## Task instructions
Using the article on anger and rage rooms, explain in one to three sentences why temporary, short-term rises in blood pressure are said not to be a bad thing.

## Document extract
Although we don’t enjoy feeling angry, she says it’s actually a very useful feeling that can prompt us to make healthy changes.

“Anger can be a really motivating emotion, and temporary, short-term increases in blood pressure aren’t a bad thing, as they help to kickstart the fight-or-flight response” - which occurs in response to a perceived harmful event or threat to our survival.

Essentially, she believes it’s a necessary emotion for maintaining our wellbeing - and while we might not need to spring into action to fight lions, tigers and bears in the modern world, anger can alert us to when our emotional boundaries have been crossed.

Are there any potential benefits to taking part in rage rooms or scream clubs?

There’s no doubt screaming can feel good. Much like having a good cry when everything gets a bit too much, my scream session is cathartic and leaves me feeling self-soothed afterwards.

“There is some research from the University of Derby that found that when people experience physical pain, shouting out loud can help to relieve the hurt,” says Semmens-Wheeler, although she adds there’s not enough scientific evidence on rage rooms to back up their benefits. She does, however, add that it could provide short-term stress relief, and some people also believe screaming might trigger endorphins like dopamine, causing a natural high.

“I think these kinds of practices would be of most benefit to people who supress their emotions and struggle to express anger,” she adds. 

“It’s not the healthiest way over the long-term to express emotion, but to be invited to explore these emotions in a way where there won’t be negative consequences, could feel empowering to some.”

Could there be drawbacks to practising these kinds of rage-management practices?

“The idea of catharsis is very popular, and rage rooms are linked to the idea of ‘letting off steam’,” says Dr Sarita Robinson, deputy head of psychology and computer science at University of Central Lancashire (uclan.ac.uk) .

“We intuitively feel that releasing our rage should help us to achieve a sense of balance and allow us to regulate our emotions. However, research in this area has provided mixed findings. In some cases, acting aggressively in order to release negative emotions can actually makes us feel worse.

## Supplied information
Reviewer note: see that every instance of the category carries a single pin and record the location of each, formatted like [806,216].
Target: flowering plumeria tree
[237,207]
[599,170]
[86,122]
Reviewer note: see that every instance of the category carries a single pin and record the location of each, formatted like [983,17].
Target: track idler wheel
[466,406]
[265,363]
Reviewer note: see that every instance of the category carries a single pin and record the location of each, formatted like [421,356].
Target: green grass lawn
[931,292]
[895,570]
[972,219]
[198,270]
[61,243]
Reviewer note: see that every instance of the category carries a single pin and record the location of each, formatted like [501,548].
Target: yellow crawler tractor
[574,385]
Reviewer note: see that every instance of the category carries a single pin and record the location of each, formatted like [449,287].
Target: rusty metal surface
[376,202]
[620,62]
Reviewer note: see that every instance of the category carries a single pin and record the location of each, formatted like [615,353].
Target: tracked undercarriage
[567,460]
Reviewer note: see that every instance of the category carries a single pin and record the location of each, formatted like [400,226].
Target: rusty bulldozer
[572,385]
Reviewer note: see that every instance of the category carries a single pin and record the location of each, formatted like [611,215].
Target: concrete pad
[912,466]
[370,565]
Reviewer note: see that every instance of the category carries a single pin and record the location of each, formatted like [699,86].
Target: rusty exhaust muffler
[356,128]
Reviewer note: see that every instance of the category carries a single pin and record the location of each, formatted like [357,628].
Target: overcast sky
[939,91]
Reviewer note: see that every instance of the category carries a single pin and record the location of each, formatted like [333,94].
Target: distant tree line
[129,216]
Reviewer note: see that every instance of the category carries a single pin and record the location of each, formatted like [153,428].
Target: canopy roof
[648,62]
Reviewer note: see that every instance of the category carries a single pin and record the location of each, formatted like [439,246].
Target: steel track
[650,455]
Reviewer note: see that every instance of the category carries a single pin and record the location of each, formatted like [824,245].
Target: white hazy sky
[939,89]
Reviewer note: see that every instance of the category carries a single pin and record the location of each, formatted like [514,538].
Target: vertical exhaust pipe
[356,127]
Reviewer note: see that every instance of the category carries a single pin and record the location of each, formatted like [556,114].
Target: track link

## Response to the exercise
They help kickstart the fight-or-flight response. That response occurs when we perceive a harmful event or a threat to our survival.